[Given problem]
Can you copy everything in the data from the line containing "Mark every instance of the gray rock" down to the last line, requests included, with each coordinate in the answers scaled by 2.5 and rounded to a whole number, halves rounding up?

<<<<

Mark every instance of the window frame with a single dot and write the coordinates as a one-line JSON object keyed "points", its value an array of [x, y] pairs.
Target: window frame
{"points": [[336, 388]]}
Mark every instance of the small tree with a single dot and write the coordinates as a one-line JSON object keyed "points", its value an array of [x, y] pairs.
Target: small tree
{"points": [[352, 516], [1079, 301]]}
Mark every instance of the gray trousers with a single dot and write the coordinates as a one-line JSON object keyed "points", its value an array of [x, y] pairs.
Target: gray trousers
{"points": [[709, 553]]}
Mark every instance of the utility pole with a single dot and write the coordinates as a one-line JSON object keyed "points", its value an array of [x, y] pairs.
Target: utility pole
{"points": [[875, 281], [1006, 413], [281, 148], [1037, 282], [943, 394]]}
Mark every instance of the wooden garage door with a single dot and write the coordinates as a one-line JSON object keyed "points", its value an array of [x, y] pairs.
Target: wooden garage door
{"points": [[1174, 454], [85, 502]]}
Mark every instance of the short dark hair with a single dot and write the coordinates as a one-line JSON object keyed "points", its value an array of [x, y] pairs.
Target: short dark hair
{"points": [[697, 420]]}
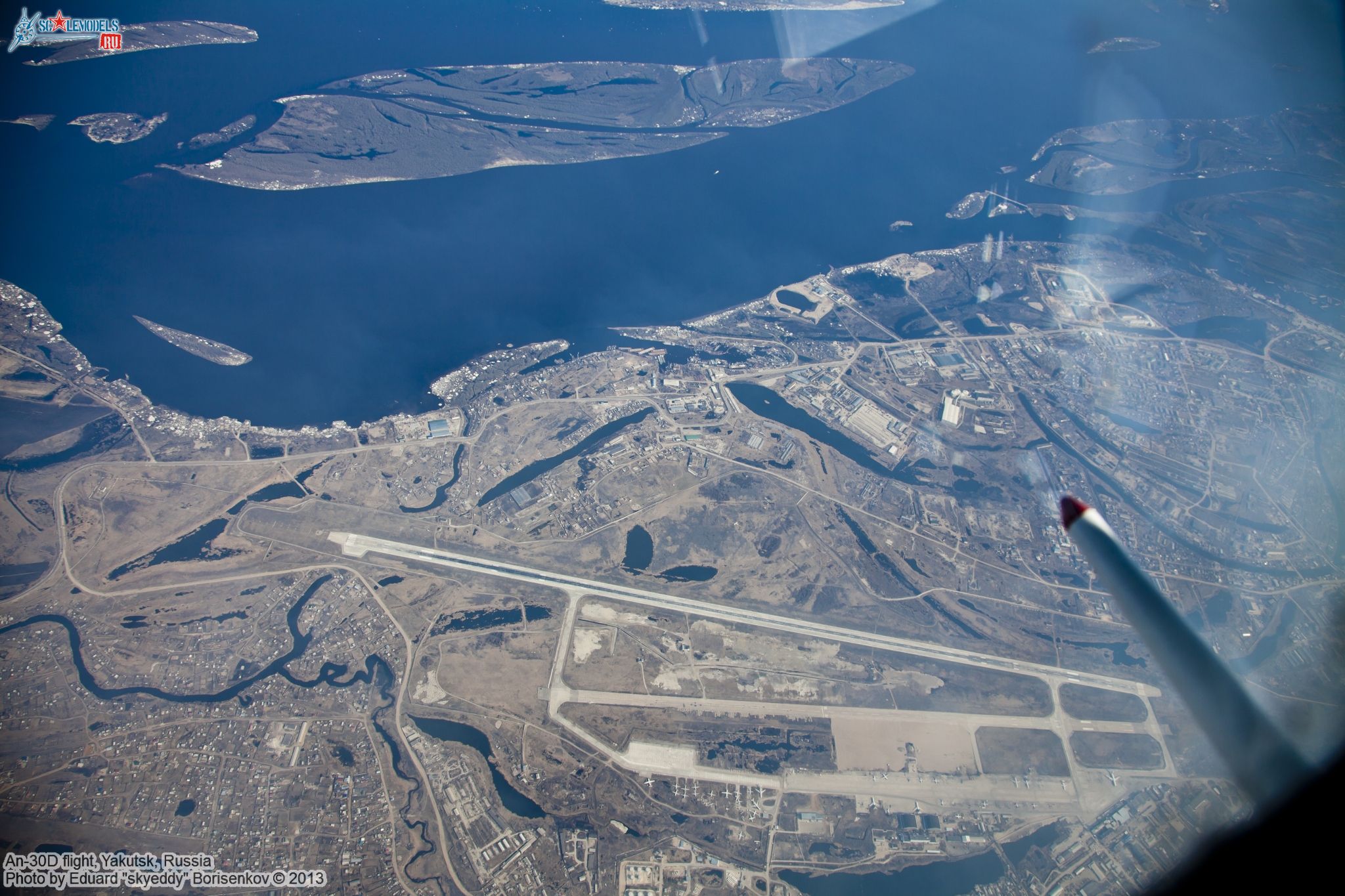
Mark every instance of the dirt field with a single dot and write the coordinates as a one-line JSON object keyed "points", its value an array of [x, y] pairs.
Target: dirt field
{"points": [[1099, 704], [1015, 752], [866, 744]]}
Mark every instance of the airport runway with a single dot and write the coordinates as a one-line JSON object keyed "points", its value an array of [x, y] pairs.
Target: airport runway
{"points": [[357, 545]]}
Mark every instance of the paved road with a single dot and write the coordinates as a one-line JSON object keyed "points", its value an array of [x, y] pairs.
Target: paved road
{"points": [[818, 711]]}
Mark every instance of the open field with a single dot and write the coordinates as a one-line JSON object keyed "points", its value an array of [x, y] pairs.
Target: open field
{"points": [[1101, 704], [1021, 752], [1114, 750]]}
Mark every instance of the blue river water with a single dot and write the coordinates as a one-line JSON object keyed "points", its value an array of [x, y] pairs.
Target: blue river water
{"points": [[353, 300]]}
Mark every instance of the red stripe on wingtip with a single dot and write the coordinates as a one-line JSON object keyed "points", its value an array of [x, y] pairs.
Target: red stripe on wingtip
{"points": [[1071, 509]]}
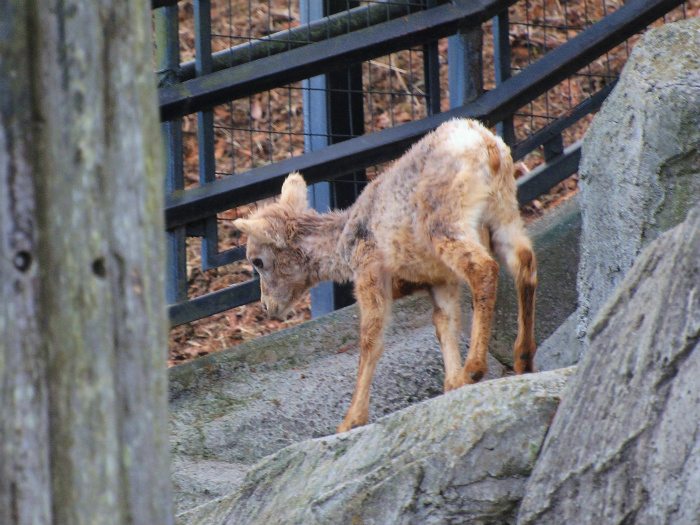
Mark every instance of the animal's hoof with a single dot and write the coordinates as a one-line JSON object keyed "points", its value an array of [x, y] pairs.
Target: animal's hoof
{"points": [[476, 376]]}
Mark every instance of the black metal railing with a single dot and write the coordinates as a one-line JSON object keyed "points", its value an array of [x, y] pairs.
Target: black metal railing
{"points": [[327, 46]]}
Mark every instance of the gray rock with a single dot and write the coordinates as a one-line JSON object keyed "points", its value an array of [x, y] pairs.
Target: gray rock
{"points": [[624, 446], [460, 458], [229, 410], [640, 170]]}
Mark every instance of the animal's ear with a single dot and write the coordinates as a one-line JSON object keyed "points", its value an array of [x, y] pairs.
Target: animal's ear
{"points": [[294, 192], [520, 169], [261, 230]]}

>>>>

[Output for this task]
Mark every instance of the gray rock with a single dot and write the coordinates as a one-line JSON object keyed "points", its value an array of [x, y] pairs.
Target: gray rock
{"points": [[1560, 1115], [1150, 1145], [573, 1025], [1600, 425]]}
Mark every instance of the animal's ear with a single dot and write the coordinates as a one-line JSON object keyed "points", its value an array of [x, y] pairs.
Target: animal's ear
{"points": [[735, 480], [1300, 423], [653, 575]]}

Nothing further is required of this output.